**Task brief**
Beginning with the line that contains "dark hardwood floor" in the material below, print each line exactly until the line that contains "the white wall" has been printed, then stop.
________________________
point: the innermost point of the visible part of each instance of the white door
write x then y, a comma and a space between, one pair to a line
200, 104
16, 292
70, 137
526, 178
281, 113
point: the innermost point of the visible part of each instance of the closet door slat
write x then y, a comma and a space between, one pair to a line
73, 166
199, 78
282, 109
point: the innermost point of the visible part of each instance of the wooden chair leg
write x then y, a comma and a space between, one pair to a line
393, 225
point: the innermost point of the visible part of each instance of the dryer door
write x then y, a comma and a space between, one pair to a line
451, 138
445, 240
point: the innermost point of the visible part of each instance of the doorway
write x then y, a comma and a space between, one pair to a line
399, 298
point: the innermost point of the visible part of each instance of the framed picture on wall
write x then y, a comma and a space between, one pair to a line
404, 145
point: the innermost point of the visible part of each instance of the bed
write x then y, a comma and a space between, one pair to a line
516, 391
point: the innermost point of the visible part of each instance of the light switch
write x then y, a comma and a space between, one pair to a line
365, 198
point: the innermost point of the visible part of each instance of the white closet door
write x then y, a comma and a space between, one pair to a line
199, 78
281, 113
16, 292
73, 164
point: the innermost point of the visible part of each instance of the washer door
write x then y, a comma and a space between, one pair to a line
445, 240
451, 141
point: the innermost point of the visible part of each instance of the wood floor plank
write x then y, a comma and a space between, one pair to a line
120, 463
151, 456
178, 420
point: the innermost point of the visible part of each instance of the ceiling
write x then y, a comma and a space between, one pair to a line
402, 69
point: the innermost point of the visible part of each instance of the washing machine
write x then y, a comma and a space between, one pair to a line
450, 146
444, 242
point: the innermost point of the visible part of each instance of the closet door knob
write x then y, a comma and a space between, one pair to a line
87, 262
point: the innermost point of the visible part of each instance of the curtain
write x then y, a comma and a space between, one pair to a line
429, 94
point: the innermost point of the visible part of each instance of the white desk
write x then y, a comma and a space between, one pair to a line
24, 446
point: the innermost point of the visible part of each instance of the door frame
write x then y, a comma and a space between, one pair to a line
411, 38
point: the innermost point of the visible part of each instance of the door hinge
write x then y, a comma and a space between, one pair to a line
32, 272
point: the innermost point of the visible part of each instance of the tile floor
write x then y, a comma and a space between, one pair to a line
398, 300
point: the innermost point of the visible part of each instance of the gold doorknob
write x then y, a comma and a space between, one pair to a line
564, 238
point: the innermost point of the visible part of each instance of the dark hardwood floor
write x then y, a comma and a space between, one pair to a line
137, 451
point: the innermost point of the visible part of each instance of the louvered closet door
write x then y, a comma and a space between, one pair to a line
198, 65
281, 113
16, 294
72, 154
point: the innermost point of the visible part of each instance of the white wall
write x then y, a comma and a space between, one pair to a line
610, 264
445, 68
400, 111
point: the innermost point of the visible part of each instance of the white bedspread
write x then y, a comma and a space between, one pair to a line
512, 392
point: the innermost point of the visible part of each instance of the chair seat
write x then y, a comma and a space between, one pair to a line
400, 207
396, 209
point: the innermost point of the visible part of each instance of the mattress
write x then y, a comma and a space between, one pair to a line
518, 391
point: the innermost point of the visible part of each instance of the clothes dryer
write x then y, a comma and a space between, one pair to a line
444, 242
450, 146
________________________
**Output of the task**
point: the innermost point of the visible part of each instance of the dark hardwood floor
write x then y, a comma and a space between, one pair to a line
137, 451
point: the innermost point of the visible part of each instance of the louvered closet door
write x then y, a comma and a space between, one pair to a line
198, 65
281, 113
16, 294
72, 154
point: the innermost point of the visible part of each instance of the white wall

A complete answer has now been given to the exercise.